If x^2 + 9/x^2 = 31, what is the value of x - 3/x?

option D.

To find : x-3/x. Let it be t.
=> x-3/x = t
=> (x^2 + 9/x^2) - 2*x*3/x = t^2 (Squaring both sides).
=> (31) - 2*3 = 25
=> t^2 = 25. Thus t=5 or t=-5.

=> option D.

Dont get this part

- 2*x*3/x

Have just used the formula (a-b)^2 = a^2 + b^2 - 2*a*b.
Here a is x and b is 3/x.

Consider Kudos if this helps.

Hi ritikk,

if x-3/x is squared then resultant equation after substitution will be 31 - (6/x). How do you arrive at 5 from this when x is still present?

very nice question but needs smart eyes to catch the idea.
Are there any alternate approach ?

Bunuel thanks a lot. The misunderstanding is due to the font type not sure if it was x-3 the whole term by x or just x minus 3/x. That issue with members posting can solve the issue i think any way out or any suggestion like you have typed now appropriately? Bunuel

Mathematically x - 3/x can only mean x minus 3/x. If it were x-3 over x it would e written as (x - 3)/x.

Let’s square x - 3/x first:

(x - 3/x)^2 = x^2 - 6 + 9/x^2

Since x^2 + 9/x^2 = 31, we have x^2 - 6 + 9/x^2 = 31 - 6 = 25.

So, (x - 3/x)^2 = 25 and:

x - 3/x = ±5

We see that only 5 is among the answer choices.

Answer: D

Hey pushpitkc,

can you shed some light on the solution above ..i dont get the steps (highlighted) after this "Since x^2 + 9/x^2 = 31"

• **RECORDS SUPPLIED**
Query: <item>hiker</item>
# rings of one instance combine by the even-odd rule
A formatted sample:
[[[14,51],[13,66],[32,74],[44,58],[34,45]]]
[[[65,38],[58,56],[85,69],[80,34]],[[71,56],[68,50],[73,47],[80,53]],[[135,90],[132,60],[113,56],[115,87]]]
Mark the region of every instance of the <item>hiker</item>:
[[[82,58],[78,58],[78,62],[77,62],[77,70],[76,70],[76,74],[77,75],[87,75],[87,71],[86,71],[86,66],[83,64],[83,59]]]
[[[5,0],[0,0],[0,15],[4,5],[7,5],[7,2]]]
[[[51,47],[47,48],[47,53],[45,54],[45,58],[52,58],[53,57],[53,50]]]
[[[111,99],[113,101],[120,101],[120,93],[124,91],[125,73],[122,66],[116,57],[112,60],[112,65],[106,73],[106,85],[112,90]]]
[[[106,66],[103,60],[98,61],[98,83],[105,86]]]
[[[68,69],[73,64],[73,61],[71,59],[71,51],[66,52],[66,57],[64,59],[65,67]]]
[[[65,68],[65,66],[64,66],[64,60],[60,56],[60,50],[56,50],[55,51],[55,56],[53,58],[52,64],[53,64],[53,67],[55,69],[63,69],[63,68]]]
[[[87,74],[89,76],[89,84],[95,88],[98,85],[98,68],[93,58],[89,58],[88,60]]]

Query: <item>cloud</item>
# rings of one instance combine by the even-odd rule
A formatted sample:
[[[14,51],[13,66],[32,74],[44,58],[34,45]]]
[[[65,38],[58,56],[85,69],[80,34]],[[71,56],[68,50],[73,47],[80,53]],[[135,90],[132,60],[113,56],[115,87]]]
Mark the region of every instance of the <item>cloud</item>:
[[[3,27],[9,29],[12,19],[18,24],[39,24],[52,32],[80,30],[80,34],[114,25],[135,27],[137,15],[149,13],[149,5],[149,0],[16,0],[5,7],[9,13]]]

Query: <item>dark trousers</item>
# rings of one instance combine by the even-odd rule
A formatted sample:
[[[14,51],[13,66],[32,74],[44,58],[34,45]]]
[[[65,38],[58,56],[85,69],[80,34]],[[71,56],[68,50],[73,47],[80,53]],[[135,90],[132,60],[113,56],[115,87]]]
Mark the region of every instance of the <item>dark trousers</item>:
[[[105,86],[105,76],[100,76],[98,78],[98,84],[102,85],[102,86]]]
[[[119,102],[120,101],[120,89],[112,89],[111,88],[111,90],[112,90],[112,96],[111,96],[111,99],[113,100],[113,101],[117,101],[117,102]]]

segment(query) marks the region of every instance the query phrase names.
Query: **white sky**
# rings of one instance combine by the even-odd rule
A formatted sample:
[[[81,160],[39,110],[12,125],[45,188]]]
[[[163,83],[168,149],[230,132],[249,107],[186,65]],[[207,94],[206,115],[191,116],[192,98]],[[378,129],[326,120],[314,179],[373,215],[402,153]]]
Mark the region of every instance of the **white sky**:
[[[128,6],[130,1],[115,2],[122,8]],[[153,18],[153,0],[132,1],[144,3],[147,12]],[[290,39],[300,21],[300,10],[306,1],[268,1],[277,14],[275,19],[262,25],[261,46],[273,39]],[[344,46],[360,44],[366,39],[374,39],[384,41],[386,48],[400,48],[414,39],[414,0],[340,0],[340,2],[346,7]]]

• **PROBLEMS TO WORK ON**
- 1) Reproduce word for word the portion of the forum thread from "If x^2 + 9/x^2" up to and including "t=5 or t=-5.".
- 2) In the forum thread, rewrite the paragraph beginning "Mathematically x - 3/x can only mean" as a shorter version that keeps its main points.

• **SOLUTION LIST**
- 1)
If x^2 + 9/x^2 = 31, what is the value of x - 3/x?

option D.

To find : x-3/x. Let it be t.
=> x-3/x = t
=> (x^2 + 9/x^2) - 2*x*3/x = t^2 (Squaring both sides).
=> (31) - 2*3 = 25
=> t^2 = 25. Thus t=5 or t=-5.

- 2) The expression x - 3/x means only x minus 3/x. The quantity x-3 over x would be written (x - 3)/x.